═══ Source material

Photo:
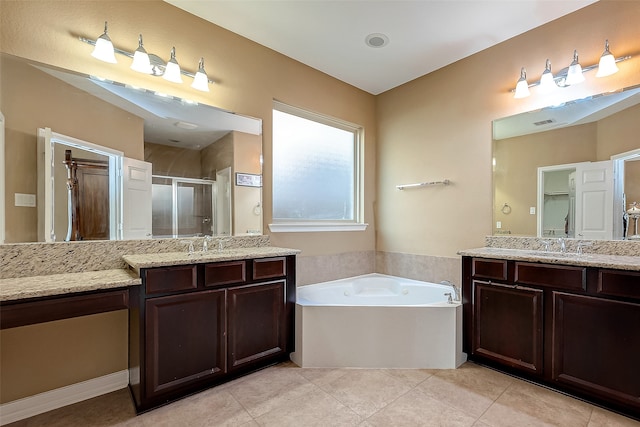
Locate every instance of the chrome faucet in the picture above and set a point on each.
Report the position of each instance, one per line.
(563, 245)
(205, 243)
(456, 291)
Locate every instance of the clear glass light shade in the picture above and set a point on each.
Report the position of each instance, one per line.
(547, 83)
(104, 48)
(607, 65)
(141, 62)
(172, 71)
(522, 87)
(201, 81)
(574, 74)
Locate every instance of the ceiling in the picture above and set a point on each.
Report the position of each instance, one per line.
(423, 35)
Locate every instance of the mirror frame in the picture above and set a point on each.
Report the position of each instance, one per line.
(618, 165)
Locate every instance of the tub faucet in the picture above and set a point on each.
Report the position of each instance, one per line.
(456, 291)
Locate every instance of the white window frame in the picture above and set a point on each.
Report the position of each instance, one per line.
(357, 224)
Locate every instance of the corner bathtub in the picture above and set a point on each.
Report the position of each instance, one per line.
(377, 321)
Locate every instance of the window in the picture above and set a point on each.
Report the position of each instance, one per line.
(316, 172)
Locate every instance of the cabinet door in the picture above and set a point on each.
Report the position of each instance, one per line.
(256, 322)
(508, 325)
(596, 346)
(185, 336)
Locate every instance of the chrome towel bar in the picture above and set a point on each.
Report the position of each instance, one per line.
(423, 184)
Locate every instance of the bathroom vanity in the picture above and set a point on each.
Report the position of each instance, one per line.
(203, 319)
(196, 319)
(566, 321)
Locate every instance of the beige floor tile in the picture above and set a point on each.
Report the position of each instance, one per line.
(315, 408)
(211, 407)
(412, 377)
(270, 388)
(417, 409)
(603, 418)
(470, 388)
(366, 391)
(524, 404)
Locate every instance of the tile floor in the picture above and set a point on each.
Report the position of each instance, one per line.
(286, 395)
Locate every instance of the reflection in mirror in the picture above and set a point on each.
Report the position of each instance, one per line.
(195, 149)
(601, 128)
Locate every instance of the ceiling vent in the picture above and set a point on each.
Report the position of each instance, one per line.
(376, 40)
(544, 122)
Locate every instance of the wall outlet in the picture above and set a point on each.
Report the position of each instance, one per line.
(27, 200)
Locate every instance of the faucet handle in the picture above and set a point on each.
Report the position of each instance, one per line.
(581, 245)
(546, 245)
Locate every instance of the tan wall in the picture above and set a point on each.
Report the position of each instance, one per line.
(173, 161)
(439, 126)
(247, 203)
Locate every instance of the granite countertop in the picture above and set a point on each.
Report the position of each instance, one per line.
(67, 283)
(179, 258)
(619, 262)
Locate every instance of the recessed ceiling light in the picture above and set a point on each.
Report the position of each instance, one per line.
(376, 40)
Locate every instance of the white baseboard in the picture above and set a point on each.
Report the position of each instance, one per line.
(54, 399)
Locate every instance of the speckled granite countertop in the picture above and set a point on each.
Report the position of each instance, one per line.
(67, 283)
(619, 262)
(177, 258)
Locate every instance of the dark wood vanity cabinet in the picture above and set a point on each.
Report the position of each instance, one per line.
(195, 326)
(574, 328)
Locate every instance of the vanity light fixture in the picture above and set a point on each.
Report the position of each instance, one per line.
(148, 63)
(141, 62)
(104, 50)
(547, 83)
(574, 74)
(201, 81)
(172, 71)
(522, 87)
(607, 64)
(571, 75)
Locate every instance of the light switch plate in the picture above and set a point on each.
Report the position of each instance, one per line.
(26, 200)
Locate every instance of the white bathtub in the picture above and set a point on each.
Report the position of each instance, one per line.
(377, 321)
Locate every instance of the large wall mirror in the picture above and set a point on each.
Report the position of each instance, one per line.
(206, 163)
(569, 170)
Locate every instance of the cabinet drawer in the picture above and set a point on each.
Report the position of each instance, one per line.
(554, 276)
(169, 279)
(225, 273)
(489, 268)
(268, 268)
(619, 283)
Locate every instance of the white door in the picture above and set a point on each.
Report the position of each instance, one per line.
(136, 199)
(223, 202)
(594, 200)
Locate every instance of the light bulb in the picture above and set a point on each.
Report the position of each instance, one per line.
(522, 87)
(141, 62)
(201, 81)
(574, 74)
(607, 64)
(172, 71)
(104, 48)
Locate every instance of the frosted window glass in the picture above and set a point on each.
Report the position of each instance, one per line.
(313, 170)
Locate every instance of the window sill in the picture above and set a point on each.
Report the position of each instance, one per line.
(313, 227)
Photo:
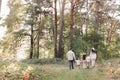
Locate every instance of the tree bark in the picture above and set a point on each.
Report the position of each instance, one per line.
(60, 43)
(32, 43)
(55, 28)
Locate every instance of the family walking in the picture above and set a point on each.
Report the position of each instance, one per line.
(86, 60)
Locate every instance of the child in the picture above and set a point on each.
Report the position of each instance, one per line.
(88, 61)
(78, 63)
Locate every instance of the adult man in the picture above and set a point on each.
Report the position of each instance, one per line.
(71, 57)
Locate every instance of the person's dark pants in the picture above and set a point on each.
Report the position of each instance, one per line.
(71, 64)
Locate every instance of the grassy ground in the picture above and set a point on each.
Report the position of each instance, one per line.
(109, 70)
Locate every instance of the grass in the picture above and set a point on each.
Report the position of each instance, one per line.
(15, 71)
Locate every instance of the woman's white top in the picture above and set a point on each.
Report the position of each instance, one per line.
(77, 62)
(93, 55)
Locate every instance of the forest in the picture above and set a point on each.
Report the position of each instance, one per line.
(41, 32)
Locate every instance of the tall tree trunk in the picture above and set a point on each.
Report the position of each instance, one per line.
(71, 23)
(60, 43)
(0, 5)
(32, 43)
(55, 28)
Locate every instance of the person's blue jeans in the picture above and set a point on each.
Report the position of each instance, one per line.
(71, 66)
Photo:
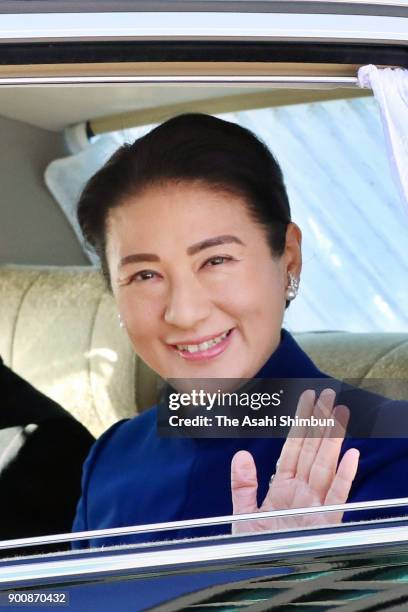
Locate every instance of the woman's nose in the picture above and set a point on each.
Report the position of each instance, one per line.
(188, 305)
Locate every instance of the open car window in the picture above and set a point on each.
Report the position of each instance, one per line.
(59, 326)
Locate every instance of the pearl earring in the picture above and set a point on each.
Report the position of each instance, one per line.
(292, 288)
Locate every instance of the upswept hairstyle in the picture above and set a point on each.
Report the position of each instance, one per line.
(189, 147)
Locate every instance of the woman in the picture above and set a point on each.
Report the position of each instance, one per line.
(192, 225)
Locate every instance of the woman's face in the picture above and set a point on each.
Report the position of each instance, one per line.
(198, 290)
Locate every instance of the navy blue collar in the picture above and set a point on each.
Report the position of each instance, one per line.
(289, 361)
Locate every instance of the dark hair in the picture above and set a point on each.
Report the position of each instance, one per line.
(190, 147)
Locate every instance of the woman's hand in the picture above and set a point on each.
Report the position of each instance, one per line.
(306, 475)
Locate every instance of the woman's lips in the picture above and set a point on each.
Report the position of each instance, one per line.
(209, 353)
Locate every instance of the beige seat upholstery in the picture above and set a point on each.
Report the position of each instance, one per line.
(59, 330)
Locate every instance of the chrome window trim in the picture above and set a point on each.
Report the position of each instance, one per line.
(200, 26)
(281, 80)
(203, 522)
(395, 7)
(245, 550)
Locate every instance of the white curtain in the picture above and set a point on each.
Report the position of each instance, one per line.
(390, 88)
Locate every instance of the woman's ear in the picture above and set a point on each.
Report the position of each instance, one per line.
(293, 250)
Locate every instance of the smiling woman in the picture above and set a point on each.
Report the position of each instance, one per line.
(192, 225)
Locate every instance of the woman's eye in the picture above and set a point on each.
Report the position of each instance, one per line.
(216, 261)
(143, 275)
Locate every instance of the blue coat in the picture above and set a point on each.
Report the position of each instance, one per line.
(132, 476)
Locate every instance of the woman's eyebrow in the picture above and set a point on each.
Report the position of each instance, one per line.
(137, 257)
(210, 242)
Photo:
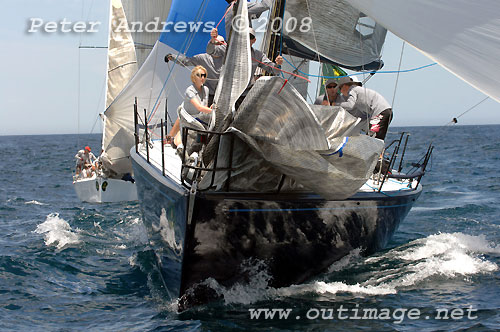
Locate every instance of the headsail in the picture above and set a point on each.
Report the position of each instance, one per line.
(462, 36)
(122, 61)
(335, 30)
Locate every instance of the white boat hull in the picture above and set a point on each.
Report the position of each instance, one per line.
(105, 190)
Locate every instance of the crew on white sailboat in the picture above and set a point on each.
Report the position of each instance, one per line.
(195, 102)
(366, 104)
(84, 161)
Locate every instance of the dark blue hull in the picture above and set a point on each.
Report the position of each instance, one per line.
(297, 236)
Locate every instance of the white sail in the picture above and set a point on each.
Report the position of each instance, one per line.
(122, 62)
(145, 18)
(333, 29)
(122, 65)
(462, 36)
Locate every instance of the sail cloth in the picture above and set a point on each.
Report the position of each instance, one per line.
(122, 62)
(333, 29)
(237, 71)
(462, 36)
(278, 133)
(189, 23)
(145, 18)
(122, 65)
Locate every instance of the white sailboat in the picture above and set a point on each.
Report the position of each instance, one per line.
(291, 184)
(128, 48)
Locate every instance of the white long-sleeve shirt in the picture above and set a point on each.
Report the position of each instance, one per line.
(364, 103)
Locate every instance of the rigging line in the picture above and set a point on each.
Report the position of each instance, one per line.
(397, 77)
(303, 62)
(368, 72)
(452, 122)
(281, 70)
(227, 11)
(470, 109)
(314, 33)
(282, 26)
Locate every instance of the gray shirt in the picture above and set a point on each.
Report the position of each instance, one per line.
(211, 63)
(201, 96)
(340, 98)
(261, 60)
(364, 103)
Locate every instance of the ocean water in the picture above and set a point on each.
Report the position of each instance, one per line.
(72, 266)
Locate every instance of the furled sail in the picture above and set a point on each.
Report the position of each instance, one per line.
(335, 30)
(280, 134)
(462, 36)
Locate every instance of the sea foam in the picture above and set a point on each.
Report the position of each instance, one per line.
(57, 232)
(442, 255)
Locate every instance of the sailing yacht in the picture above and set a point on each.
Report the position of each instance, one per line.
(112, 177)
(279, 181)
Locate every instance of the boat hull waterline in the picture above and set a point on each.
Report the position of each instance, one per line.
(296, 236)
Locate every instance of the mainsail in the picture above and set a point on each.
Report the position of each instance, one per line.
(462, 36)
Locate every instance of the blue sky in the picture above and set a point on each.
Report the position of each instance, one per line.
(50, 86)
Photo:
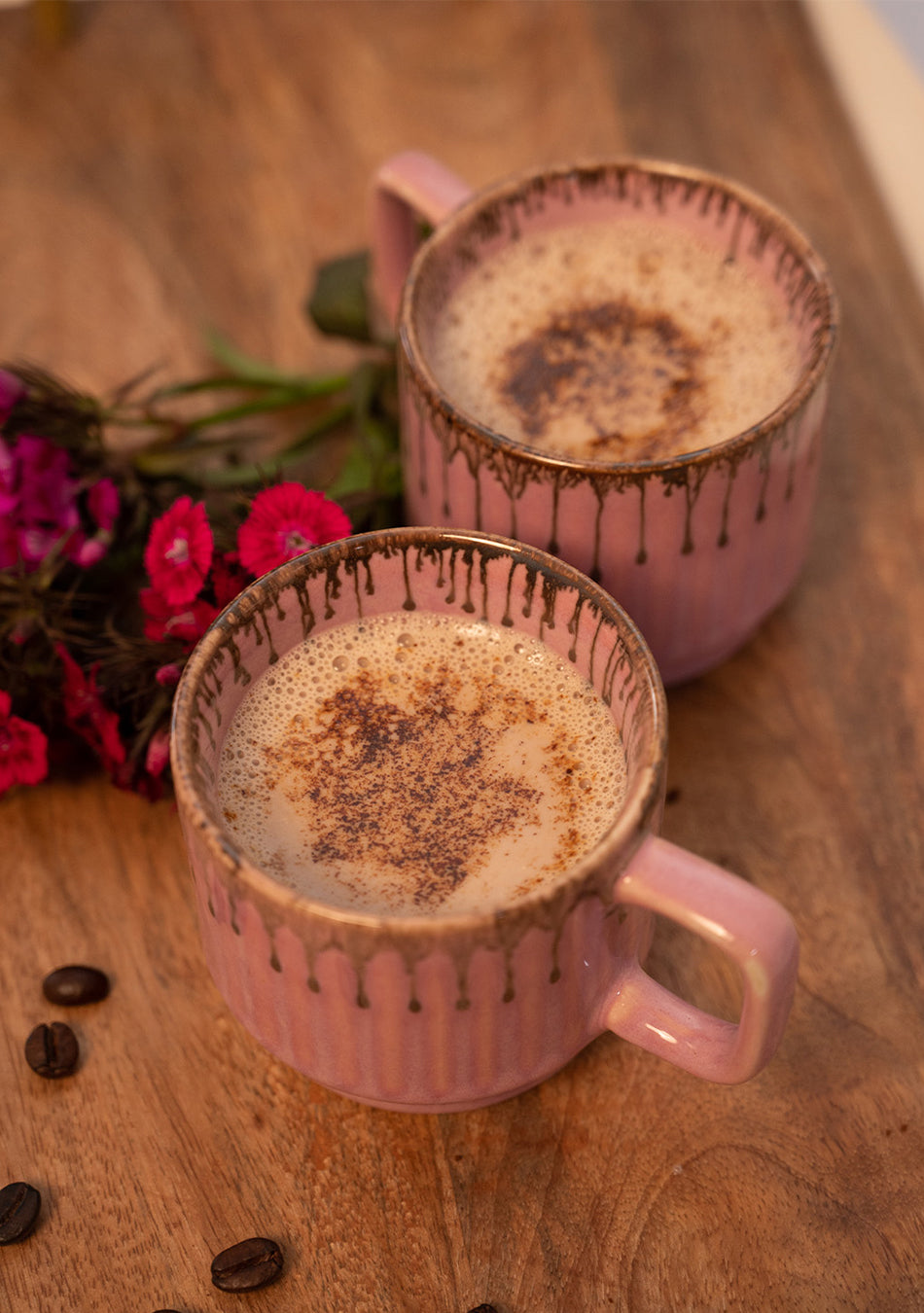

══════

→ **The request**
List every line of the items above that contains the string "bathtub".

→ **Answer**
Locate every instance of the corner bathtub in the picture above and set a point on each.
Locate every instance of the white bathtub in the picture above and set a point on each.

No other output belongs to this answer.